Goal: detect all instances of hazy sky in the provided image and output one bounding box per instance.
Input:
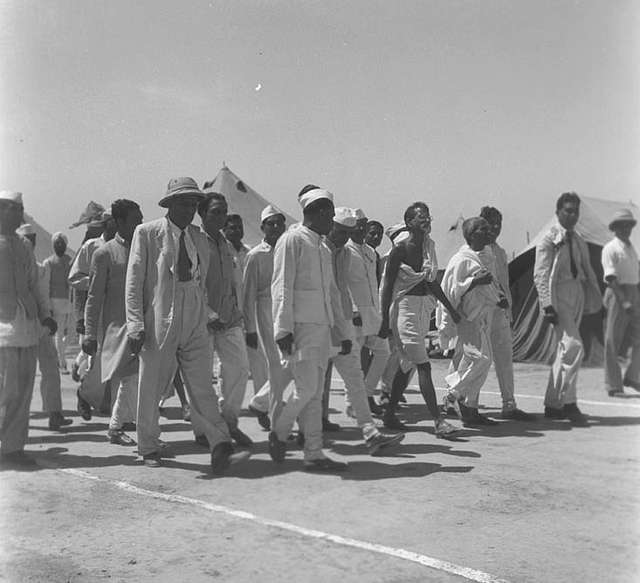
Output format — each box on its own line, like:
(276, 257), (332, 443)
(0, 0), (640, 251)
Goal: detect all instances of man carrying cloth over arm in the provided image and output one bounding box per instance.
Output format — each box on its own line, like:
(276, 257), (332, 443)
(533, 192), (602, 425)
(602, 209), (640, 397)
(269, 185), (354, 472)
(126, 178), (249, 474)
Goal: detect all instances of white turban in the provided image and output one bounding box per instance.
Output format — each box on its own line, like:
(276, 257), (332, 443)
(298, 188), (333, 210)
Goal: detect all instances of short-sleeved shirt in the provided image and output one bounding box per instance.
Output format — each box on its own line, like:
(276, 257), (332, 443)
(602, 237), (640, 285)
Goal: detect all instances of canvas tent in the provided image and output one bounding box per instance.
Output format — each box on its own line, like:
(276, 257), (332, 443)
(509, 196), (640, 362)
(206, 165), (299, 247)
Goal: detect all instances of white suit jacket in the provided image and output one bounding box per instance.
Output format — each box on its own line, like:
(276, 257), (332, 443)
(125, 218), (209, 348)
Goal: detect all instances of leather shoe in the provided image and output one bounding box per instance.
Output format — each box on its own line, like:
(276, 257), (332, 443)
(304, 457), (349, 473)
(249, 405), (271, 431)
(142, 451), (162, 468)
(229, 427), (253, 447)
(269, 431), (287, 464)
(211, 441), (251, 474)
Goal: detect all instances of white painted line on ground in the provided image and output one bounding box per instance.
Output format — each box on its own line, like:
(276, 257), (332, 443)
(53, 464), (508, 583)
------------------------------------
**Request**. Convert every line of the records above into a JSON list of strings, one string per line, skipping blank lines and leaving the pictures out.

**The solution**.
[
  "Goal: detect all instances of hazy sky in the provided image and output one bounding box per instance.",
  "Input:",
  "Output format — each box on its own line, like:",
  "(276, 257), (332, 443)",
  "(0, 0), (640, 251)",
  "Goal: detect all instances of man carrying cloth over arm in the provided image and output one bounding box per instance.",
  "Output format — each box on its own line, like:",
  "(276, 257), (332, 443)",
  "(533, 192), (602, 425)",
  "(602, 209), (640, 397)",
  "(269, 185), (354, 472)",
  "(126, 178), (249, 474)",
  "Goal: detect all instances of white turban in the provided image and output one bounding box per instance.",
  "Output format — each box on its own line, like:",
  "(276, 257), (332, 443)",
  "(298, 188), (333, 210)",
  "Goal: detect all instances of short-sleeved shirt in the provided image and output one bounding box per instance.",
  "Output format — each box on its own line, like:",
  "(276, 257), (332, 443)",
  "(602, 237), (640, 285)",
  "Goal: detect all instances of canvas tent in the provided image and output one bounding box per instance.",
  "Output format — each box on its own line, like:",
  "(276, 257), (332, 443)",
  "(509, 196), (640, 362)",
  "(206, 165), (299, 247)",
  "Goal: detect all instances of white suit jacket in the provided image and output one bounding box per instance.",
  "Output format — each box on its own line, like:",
  "(276, 257), (332, 443)",
  "(125, 218), (209, 348)",
  "Goal: detect all instances of leather shoe in the provided image and output one bounding box per instance.",
  "Output format — each box on its own line, like:",
  "(276, 257), (332, 443)",
  "(304, 457), (349, 473)",
  "(249, 405), (271, 431)",
  "(142, 451), (162, 468)",
  "(229, 427), (253, 447)",
  "(269, 431), (287, 464)",
  "(211, 441), (251, 474)",
  "Goal: detect all instances of white painted line on ground in the provided image and output one bounding box per instance.",
  "Output format — each box on its own line, like:",
  "(276, 257), (332, 443)",
  "(53, 464), (508, 583)"
]